__What to produce__. Reproduce the full passage about earning inbound links, keeping every word unchanged.

__Extract provided__.
———

An important thing to note about the promotion strategies above: acquiring social links back to the content doesn't count towards inbound SEO authority. Think of them as a means to getting the inbound links. People will need to link back from their actual domains, as social postings of the content are "no-follow" links (i.e. links that don't pass SEO authority). Think of social postings as the nibbles to the link bait and an actual inbound link as the bite that snags the fish, hook line and sinker.
Following those three steps should help you better position your content to be shared and linked back to. I always recommend creating content the honest way rather than paying some dude (or dude-ette) to do it for you. More often than not, those techniques tend to be shady and not worthwhile. Eventually, the search engine gods will smite you, and all that hard earned cash that went towards an outsourced link builder could've been better invested in creating link bait.
How do you get inbound links to your site (if you're trying to). If you aren't why not?

———

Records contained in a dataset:
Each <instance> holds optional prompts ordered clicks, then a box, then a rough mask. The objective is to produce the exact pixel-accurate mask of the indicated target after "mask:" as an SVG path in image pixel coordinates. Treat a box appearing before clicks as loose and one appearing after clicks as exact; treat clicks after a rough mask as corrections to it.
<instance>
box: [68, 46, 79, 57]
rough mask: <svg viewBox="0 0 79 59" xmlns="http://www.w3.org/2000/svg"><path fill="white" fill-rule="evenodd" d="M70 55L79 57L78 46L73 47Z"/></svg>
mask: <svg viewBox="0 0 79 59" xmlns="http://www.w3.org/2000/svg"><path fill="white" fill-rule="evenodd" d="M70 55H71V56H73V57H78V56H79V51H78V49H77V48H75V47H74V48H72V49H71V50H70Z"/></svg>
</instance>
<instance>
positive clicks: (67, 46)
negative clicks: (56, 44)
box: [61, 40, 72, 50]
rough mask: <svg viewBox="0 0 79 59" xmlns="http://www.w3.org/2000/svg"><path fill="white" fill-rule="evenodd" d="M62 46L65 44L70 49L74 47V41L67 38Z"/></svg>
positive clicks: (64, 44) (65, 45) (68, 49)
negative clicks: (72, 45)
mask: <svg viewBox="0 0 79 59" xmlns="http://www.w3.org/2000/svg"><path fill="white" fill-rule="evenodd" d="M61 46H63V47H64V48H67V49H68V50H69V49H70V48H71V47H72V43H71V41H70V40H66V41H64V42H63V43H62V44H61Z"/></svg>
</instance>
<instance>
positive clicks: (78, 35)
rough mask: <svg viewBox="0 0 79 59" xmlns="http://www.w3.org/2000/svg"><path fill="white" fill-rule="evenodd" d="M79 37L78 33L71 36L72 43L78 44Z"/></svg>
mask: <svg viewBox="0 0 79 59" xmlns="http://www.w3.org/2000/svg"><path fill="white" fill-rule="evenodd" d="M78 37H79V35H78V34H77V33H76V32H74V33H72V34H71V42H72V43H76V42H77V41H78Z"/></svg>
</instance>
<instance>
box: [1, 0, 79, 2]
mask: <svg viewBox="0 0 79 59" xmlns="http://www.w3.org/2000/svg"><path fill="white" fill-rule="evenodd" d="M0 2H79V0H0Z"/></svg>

———

__Response to the exercise__.
An important thing to note about the promotion strategies above: acquiring social links back to the content doesn't count towards inbound SEO authority. Think of them as a means to getting the inbound links. People will need to link back from their actual domains, as social postings of the content are "no-follow" links (i.e. links that don't pass SEO authority). Think of social postings as the nibbles to the link bait and an actual inbound link as the bite that snags the fish, hook line and sinker.
Following those three steps should help you better position your content to be shared and linked back to. I always recommend creating content the honest way rather than paying some dude (or dude-ette) to do it for you. More often than not, those techniques tend to be shady and not worthwhile. Eventually, the search engine gods will smite you, and all that hard earned cash that went towards an outsourced link builder could've been better invested in creating link bait.
How do you get inbound links to your site (if you're trying to). If you aren't why not?